▸ Extract provided
********

With Require word breaks turned off, text does not have to be bounded by whitespace or punctuation characters to match a given set of text. For example, a custom location that was looking for the word Pacific would incorrectly produce a match against the text The City of Pacifica is located just 15 minutes south of San Francisco. However, a custom location that was looking for the Japanese text for Tokyo, 東京, would successfully produce a match against the Japanese text for I flew to Tokyo, 私は東京に飛んで.

This setting affects how documents are scanned for words that match custom locations, custom attributes, coordinates, and dates. Depending on the language of the text in the documents, this setting can either produce frequent false positives or infrequent false positives. It would be best to process documents written in different languages separately, with this setting turned on or off as appropriate for each language.

Turn on or turn off the require word breaks toggle

  1. In the Extract Locations pane, click the Properties tab.
  2. Click the Options tab Options.
  3. Turn on or turn off the Require word breaks toggle by clicking the toggle.

When the Require word breaks toggle is on, the next time documents are processed, text will only be considered a word if it is bounded by whitespace or punctuation characters. When the Require word breaks toggle is off, the next time documents are processed, any text that matches the text you are looking for will be considered a word.

Symbology

You can customize the symbol that is used to represent the locations found in the input documents when an output map layer is created. Only a single symbol can be specified for map layers in this manner.

  1. Open the Extract Locations pane.
  2. In the Extract Locations pane, click the Properties tab.
  3. Click the Options tab Options.
  4. Click the point symbol, for example, the solid red circle, under the Symbology heading.

    The Format Point Symbol panel appears in the Extract Locations pane.

  5. Click a point symbol in the gallery, or customize the symbol's properties and apply your changes. Or, click the back button Back to cancel your changes and return to the Options tab.

The next time locations are extracted and an output map layer is created, the specified symbol will be used to draw the locations on the map.

Symbolize locations by category or quantity

After extracting locations from a set of documents, you can use custom attributes to change how the output locations are symbolized. For example, you can provide different symbols to represent the keywords found at each location. The next time you extract locations using the same settings, you can append them to the existing map layer. The resulting points will automatically be symbolized in the same manner.

If you later want to use the same Extract Locations template to create a new map layer with the same symbolization, you need to first capture the original map layer's symbolization as a schema-only layer package. The layer package can be used to create a new feature class and accompanying map layer to which you can append locations from a new set of documents.

  1. Open the map containing the map layer whose symbolization you would like to reuse.
  2. Create a schema-only layer package from the existing map layer.
  3. Add the schema-only layer package to the new map to which you want to extract a new set of locations.

    A new feature class is created in the project's default geodatabase using the schema defined in the layer package. A new map layer is created using the layer definition from the layer package.

********

▸ Supplied information
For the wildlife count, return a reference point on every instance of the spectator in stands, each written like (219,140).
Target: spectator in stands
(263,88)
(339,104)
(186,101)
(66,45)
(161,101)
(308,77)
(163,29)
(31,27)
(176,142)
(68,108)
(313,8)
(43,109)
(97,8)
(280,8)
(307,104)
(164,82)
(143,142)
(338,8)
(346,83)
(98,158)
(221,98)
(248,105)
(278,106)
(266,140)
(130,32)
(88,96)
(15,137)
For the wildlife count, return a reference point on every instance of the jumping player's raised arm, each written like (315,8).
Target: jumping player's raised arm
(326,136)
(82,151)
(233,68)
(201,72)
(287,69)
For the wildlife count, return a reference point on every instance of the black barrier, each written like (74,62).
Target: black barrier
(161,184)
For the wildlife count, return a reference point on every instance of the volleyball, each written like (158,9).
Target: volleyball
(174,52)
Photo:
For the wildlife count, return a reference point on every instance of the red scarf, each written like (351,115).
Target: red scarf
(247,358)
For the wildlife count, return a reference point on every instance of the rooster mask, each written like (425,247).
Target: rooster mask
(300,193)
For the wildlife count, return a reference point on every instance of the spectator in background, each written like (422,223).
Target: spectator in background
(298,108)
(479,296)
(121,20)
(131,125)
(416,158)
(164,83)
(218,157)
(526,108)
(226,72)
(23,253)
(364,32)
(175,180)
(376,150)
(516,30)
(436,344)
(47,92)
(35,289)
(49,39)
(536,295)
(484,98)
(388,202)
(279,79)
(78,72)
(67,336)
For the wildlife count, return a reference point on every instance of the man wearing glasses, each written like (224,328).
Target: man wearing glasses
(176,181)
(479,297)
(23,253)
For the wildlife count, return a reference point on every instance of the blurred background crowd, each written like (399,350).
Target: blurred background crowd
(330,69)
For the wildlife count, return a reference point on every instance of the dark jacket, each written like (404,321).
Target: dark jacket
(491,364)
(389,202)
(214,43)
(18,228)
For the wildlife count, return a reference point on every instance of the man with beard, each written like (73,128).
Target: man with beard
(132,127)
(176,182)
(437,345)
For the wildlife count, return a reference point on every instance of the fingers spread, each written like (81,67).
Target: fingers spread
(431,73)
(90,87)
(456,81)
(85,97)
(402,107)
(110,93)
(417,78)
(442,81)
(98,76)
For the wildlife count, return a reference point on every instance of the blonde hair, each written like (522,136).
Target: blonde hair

********

▸ Short exercise
In the Extract Locations excerpt, how many symbols can be specified for map layers through the Symbology setting?

▸ The reply
Only a single symbol.